(Entries from a pointing dataset)
==*==
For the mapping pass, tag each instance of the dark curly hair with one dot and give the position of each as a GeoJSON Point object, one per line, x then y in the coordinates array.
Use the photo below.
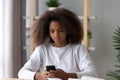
{"type": "Point", "coordinates": [66, 18]}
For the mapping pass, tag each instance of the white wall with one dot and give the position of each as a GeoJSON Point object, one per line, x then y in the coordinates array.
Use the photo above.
{"type": "Point", "coordinates": [108, 18]}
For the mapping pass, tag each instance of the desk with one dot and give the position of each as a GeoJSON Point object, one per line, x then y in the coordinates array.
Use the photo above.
{"type": "Point", "coordinates": [9, 79]}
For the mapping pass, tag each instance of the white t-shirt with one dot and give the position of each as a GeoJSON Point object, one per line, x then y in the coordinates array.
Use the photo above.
{"type": "Point", "coordinates": [72, 58]}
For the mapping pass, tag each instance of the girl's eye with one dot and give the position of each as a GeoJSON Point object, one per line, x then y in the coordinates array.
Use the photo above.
{"type": "Point", "coordinates": [51, 31]}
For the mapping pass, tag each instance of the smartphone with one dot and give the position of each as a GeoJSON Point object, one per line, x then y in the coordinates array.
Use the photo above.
{"type": "Point", "coordinates": [50, 67]}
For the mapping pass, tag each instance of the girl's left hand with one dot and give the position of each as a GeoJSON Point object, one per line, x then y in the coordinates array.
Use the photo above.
{"type": "Point", "coordinates": [59, 73]}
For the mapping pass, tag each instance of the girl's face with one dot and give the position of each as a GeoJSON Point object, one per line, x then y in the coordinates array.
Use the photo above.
{"type": "Point", "coordinates": [58, 34]}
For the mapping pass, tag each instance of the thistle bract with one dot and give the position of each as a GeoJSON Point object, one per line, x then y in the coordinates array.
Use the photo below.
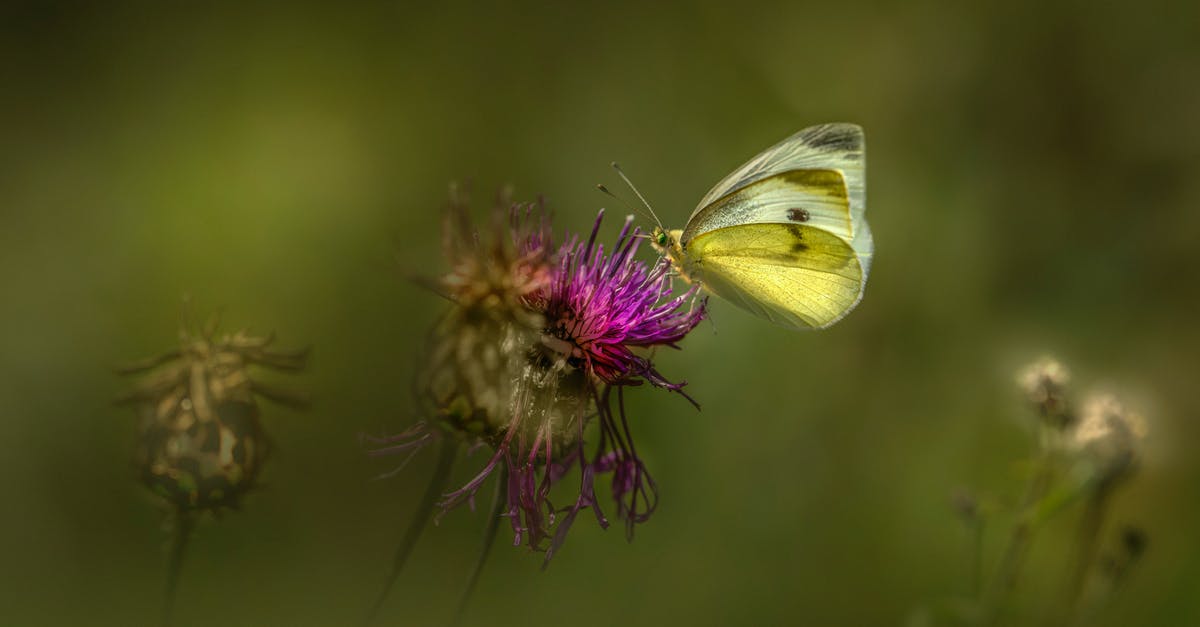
{"type": "Point", "coordinates": [539, 342]}
{"type": "Point", "coordinates": [201, 443]}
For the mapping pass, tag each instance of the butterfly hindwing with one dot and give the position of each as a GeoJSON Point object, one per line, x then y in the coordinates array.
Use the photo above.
{"type": "Point", "coordinates": [796, 275]}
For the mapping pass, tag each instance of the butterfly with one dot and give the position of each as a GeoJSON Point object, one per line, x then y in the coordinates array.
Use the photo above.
{"type": "Point", "coordinates": [785, 236]}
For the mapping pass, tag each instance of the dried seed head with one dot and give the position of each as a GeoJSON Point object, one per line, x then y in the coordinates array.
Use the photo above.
{"type": "Point", "coordinates": [1109, 436]}
{"type": "Point", "coordinates": [201, 443]}
{"type": "Point", "coordinates": [538, 342]}
{"type": "Point", "coordinates": [1044, 384]}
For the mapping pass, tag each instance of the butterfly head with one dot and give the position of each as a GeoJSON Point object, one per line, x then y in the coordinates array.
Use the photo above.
{"type": "Point", "coordinates": [667, 243]}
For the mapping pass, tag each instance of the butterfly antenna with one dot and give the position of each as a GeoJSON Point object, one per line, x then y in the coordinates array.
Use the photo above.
{"type": "Point", "coordinates": [640, 197]}
{"type": "Point", "coordinates": [622, 201]}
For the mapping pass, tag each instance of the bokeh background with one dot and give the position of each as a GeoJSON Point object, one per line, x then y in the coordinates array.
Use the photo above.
{"type": "Point", "coordinates": [1033, 183]}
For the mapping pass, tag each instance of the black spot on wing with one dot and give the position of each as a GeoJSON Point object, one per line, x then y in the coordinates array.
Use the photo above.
{"type": "Point", "coordinates": [833, 137]}
{"type": "Point", "coordinates": [797, 214]}
{"type": "Point", "coordinates": [798, 244]}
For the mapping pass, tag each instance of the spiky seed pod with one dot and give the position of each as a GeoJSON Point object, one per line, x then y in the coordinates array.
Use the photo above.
{"type": "Point", "coordinates": [540, 340]}
{"type": "Point", "coordinates": [201, 442]}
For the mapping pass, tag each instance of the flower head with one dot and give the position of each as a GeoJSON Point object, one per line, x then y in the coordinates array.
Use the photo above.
{"type": "Point", "coordinates": [201, 443]}
{"type": "Point", "coordinates": [1109, 436]}
{"type": "Point", "coordinates": [540, 342]}
{"type": "Point", "coordinates": [1044, 383]}
{"type": "Point", "coordinates": [600, 308]}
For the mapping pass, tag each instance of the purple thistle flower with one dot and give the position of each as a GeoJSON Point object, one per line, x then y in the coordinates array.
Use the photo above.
{"type": "Point", "coordinates": [538, 346]}
{"type": "Point", "coordinates": [605, 306]}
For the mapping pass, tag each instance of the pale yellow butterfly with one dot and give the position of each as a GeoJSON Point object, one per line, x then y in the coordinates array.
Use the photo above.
{"type": "Point", "coordinates": [785, 236]}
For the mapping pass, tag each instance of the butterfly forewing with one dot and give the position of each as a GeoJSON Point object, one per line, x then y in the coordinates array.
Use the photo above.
{"type": "Point", "coordinates": [838, 147]}
{"type": "Point", "coordinates": [810, 197]}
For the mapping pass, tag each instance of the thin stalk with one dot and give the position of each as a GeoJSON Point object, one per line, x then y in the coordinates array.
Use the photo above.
{"type": "Point", "coordinates": [183, 532]}
{"type": "Point", "coordinates": [447, 453]}
{"type": "Point", "coordinates": [1019, 542]}
{"type": "Point", "coordinates": [499, 500]}
{"type": "Point", "coordinates": [977, 560]}
{"type": "Point", "coordinates": [1086, 548]}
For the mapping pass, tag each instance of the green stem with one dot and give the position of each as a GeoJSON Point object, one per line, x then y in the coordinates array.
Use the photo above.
{"type": "Point", "coordinates": [493, 524]}
{"type": "Point", "coordinates": [435, 489]}
{"type": "Point", "coordinates": [977, 560]}
{"type": "Point", "coordinates": [183, 532]}
{"type": "Point", "coordinates": [1019, 541]}
{"type": "Point", "coordinates": [1087, 544]}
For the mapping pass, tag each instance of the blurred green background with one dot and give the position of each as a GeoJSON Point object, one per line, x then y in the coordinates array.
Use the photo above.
{"type": "Point", "coordinates": [1033, 177]}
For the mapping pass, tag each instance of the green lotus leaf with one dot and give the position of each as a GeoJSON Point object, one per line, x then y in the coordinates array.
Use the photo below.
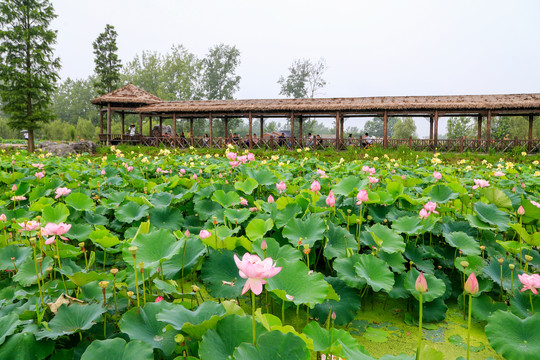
{"type": "Point", "coordinates": [463, 242]}
{"type": "Point", "coordinates": [21, 254]}
{"type": "Point", "coordinates": [310, 230]}
{"type": "Point", "coordinates": [130, 212]}
{"type": "Point", "coordinates": [118, 349]}
{"type": "Point", "coordinates": [512, 337]}
{"type": "Point", "coordinates": [375, 272]}
{"type": "Point", "coordinates": [295, 279]}
{"type": "Point", "coordinates": [387, 239]}
{"type": "Point", "coordinates": [153, 248]}
{"type": "Point", "coordinates": [55, 214]}
{"type": "Point", "coordinates": [71, 319]}
{"type": "Point", "coordinates": [80, 201]}
{"type": "Point", "coordinates": [339, 240]}
{"type": "Point", "coordinates": [26, 274]}
{"type": "Point", "coordinates": [220, 273]}
{"type": "Point", "coordinates": [247, 186]}
{"type": "Point", "coordinates": [194, 323]}
{"type": "Point", "coordinates": [142, 324]}
{"type": "Point", "coordinates": [492, 215]}
{"type": "Point", "coordinates": [442, 194]}
{"type": "Point", "coordinates": [410, 225]}
{"type": "Point", "coordinates": [226, 199]}
{"type": "Point", "coordinates": [166, 218]}
{"type": "Point", "coordinates": [497, 197]}
{"type": "Point", "coordinates": [346, 271]}
{"type": "Point", "coordinates": [23, 346]}
{"type": "Point", "coordinates": [346, 308]}
{"type": "Point", "coordinates": [274, 345]}
{"type": "Point", "coordinates": [436, 287]}
{"type": "Point", "coordinates": [230, 332]}
{"type": "Point", "coordinates": [257, 228]}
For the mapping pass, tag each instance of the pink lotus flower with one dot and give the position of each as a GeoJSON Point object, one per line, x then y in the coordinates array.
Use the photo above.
{"type": "Point", "coordinates": [431, 206]}
{"type": "Point", "coordinates": [530, 282]}
{"type": "Point", "coordinates": [55, 229]}
{"type": "Point", "coordinates": [281, 187]}
{"type": "Point", "coordinates": [331, 200]}
{"type": "Point", "coordinates": [424, 214]}
{"type": "Point", "coordinates": [480, 183]}
{"type": "Point", "coordinates": [255, 271]}
{"type": "Point", "coordinates": [421, 283]}
{"type": "Point", "coordinates": [204, 234]}
{"type": "Point", "coordinates": [29, 225]}
{"type": "Point", "coordinates": [361, 197]}
{"type": "Point", "coordinates": [62, 192]}
{"type": "Point", "coordinates": [471, 285]}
==*==
### Work required
Give back the lines of the listing from the one with "For the mapping pass, tag each instance of the pink" through the end, both included, exactly as written and with nothing added.

### Task output
For the mapping pass, tag each instance of the pink lotus flower with one dot and give the position of each as a GeoJSON Point object, one per line, x then y in the coordinates array.
Use the photo above.
{"type": "Point", "coordinates": [431, 206]}
{"type": "Point", "coordinates": [530, 282]}
{"type": "Point", "coordinates": [55, 229]}
{"type": "Point", "coordinates": [281, 187]}
{"type": "Point", "coordinates": [331, 200]}
{"type": "Point", "coordinates": [424, 214]}
{"type": "Point", "coordinates": [480, 183]}
{"type": "Point", "coordinates": [255, 271]}
{"type": "Point", "coordinates": [421, 283]}
{"type": "Point", "coordinates": [204, 234]}
{"type": "Point", "coordinates": [29, 225]}
{"type": "Point", "coordinates": [361, 197]}
{"type": "Point", "coordinates": [62, 192]}
{"type": "Point", "coordinates": [471, 285]}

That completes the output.